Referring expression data
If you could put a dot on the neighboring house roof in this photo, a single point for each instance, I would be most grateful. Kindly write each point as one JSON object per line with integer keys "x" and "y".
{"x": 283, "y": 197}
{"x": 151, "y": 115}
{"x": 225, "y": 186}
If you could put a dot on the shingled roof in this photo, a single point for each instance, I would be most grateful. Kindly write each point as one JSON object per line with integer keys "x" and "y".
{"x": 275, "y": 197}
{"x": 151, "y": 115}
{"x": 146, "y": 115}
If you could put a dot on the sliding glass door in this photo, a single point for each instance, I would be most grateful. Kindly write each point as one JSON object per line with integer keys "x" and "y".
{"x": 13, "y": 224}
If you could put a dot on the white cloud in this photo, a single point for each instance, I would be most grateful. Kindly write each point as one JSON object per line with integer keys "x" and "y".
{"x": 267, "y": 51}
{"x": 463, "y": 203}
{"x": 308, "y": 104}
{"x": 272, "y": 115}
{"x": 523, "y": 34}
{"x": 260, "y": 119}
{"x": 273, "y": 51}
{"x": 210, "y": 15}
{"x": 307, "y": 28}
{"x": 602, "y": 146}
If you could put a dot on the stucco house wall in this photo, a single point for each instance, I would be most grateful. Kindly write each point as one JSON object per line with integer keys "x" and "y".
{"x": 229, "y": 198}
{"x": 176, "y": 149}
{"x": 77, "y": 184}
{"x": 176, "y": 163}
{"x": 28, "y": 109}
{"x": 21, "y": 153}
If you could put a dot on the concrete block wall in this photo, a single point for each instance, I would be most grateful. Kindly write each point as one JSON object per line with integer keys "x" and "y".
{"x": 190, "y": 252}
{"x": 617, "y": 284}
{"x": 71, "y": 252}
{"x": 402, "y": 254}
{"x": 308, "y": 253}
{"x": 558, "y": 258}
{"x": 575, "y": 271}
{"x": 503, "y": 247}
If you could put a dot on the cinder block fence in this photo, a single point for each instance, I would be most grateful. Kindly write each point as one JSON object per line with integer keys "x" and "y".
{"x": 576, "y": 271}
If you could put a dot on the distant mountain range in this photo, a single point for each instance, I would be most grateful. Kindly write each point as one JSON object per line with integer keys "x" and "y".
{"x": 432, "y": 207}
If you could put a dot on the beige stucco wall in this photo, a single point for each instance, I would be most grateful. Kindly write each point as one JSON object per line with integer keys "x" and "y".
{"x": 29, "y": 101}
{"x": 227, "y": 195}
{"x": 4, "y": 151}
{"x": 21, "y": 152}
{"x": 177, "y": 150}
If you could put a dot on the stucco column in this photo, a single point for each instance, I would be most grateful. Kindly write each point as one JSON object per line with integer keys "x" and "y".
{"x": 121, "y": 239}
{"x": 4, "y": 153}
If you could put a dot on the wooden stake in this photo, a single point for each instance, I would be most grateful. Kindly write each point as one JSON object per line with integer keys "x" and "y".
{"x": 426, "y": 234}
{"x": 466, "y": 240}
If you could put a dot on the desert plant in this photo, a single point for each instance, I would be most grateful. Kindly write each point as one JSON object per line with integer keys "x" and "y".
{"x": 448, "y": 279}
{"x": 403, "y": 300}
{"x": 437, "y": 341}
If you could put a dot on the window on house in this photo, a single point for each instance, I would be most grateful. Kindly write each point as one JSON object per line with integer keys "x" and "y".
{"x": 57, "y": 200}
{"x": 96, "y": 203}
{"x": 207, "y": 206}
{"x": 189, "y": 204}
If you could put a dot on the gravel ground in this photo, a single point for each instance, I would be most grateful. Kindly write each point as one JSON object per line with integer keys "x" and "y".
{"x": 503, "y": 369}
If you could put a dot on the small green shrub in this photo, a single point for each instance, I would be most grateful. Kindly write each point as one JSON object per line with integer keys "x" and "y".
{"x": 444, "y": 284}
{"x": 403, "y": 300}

Exercise instructions
All of the data shown above must be copied exactly.

Response below
If you could put a dot on the neighboring house roof in this photo, a single point for each instance, I would be most grateful. Kindly write each point as one JSON object per line with integer keys "x" and "y".
{"x": 283, "y": 197}
{"x": 151, "y": 115}
{"x": 225, "y": 186}
If you could put a dot on the shingled roof in this photo, a single point for each instance, I would be most grateful. Kindly write each point as one JSON object per line with integer keys "x" and "y".
{"x": 275, "y": 197}
{"x": 151, "y": 115}
{"x": 146, "y": 115}
If you could put a dot on the sliding glass door in this photo, a single point for each instance, I would be most grateful. Kindly write each point as one JSON object per line with integer keys "x" and "y".
{"x": 13, "y": 224}
If you could put a dot on the white cloud in this photo, a single point for each instance, I would be most grateful. Kindly write each point as one JSON object per line with integer keys "x" and "y".
{"x": 267, "y": 51}
{"x": 463, "y": 203}
{"x": 308, "y": 104}
{"x": 272, "y": 115}
{"x": 523, "y": 34}
{"x": 260, "y": 119}
{"x": 273, "y": 51}
{"x": 210, "y": 15}
{"x": 307, "y": 28}
{"x": 602, "y": 146}
If you could put a dot on the stucco house wall in this photo, a single point for each instance, I would be most grateful. Kindly write each point as one JSON object per line with integer keys "x" and "y".
{"x": 229, "y": 198}
{"x": 176, "y": 149}
{"x": 77, "y": 184}
{"x": 176, "y": 163}
{"x": 28, "y": 109}
{"x": 21, "y": 153}
If you could put a dot on the concrete block wall in this photo, a single point for each instance, I would be most grateful. Kindly write each point as one JSON object per line with integer keys "x" and "y".
{"x": 190, "y": 252}
{"x": 617, "y": 284}
{"x": 71, "y": 252}
{"x": 402, "y": 254}
{"x": 308, "y": 253}
{"x": 558, "y": 258}
{"x": 575, "y": 271}
{"x": 503, "y": 247}
If you could put a dot on the cinder block fence in this photo, a single point for each instance, I would be most grateful. Kindly write each point as one JSON object per line with integer keys "x" and "y".
{"x": 576, "y": 271}
If you could put a dot on the distant mountain range in this photo, a single point for each instance, I would be most grateful. Kindly write each point as one JSON object per line with integer keys "x" and "y".
{"x": 432, "y": 207}
If you could put a dot on the beige stucco wall in this photo, a single point for each instance, I would be most grateful. Kindly write each point as one JSON object per line with integer keys "x" and "y".
{"x": 29, "y": 101}
{"x": 227, "y": 195}
{"x": 4, "y": 151}
{"x": 21, "y": 152}
{"x": 177, "y": 150}
If you could put a dot on the stucco column in this photo, a single point for each instance, I would be most grateful. Kindly write each point as one JSON object per line with integer keys "x" and "y".
{"x": 121, "y": 239}
{"x": 4, "y": 153}
If you could put a dot on the wooden stake in this photo, a single point for each instance, I would be most grateful. Kindly write each point as one JSON object per line with integer keys "x" and "y".
{"x": 426, "y": 234}
{"x": 466, "y": 240}
If you could put a dot on the desert plant in this photo, a single point for each instance, I would be most grateful. Kindly write each point as one JSON object per line with integer keys "x" and "y".
{"x": 448, "y": 279}
{"x": 403, "y": 300}
{"x": 437, "y": 341}
If you could put a dot on the window on house in this photo, a single point for each instance, I would be most grateful. Kindly write each point as one JSON object per line with integer keys "x" and "y".
{"x": 57, "y": 200}
{"x": 96, "y": 203}
{"x": 207, "y": 206}
{"x": 189, "y": 204}
If you could put a dot on the gravel ground in this photo, a single point for each instance, I would be most grateful. Kindly write each point as one JSON object per line with integer keys "x" and "y".
{"x": 503, "y": 369}
If you could put a dot on the small green shrub in this photo, a single point for each instance, I would be most grateful. Kindly write each point as one JSON object per line with integer keys "x" and "y".
{"x": 444, "y": 284}
{"x": 403, "y": 300}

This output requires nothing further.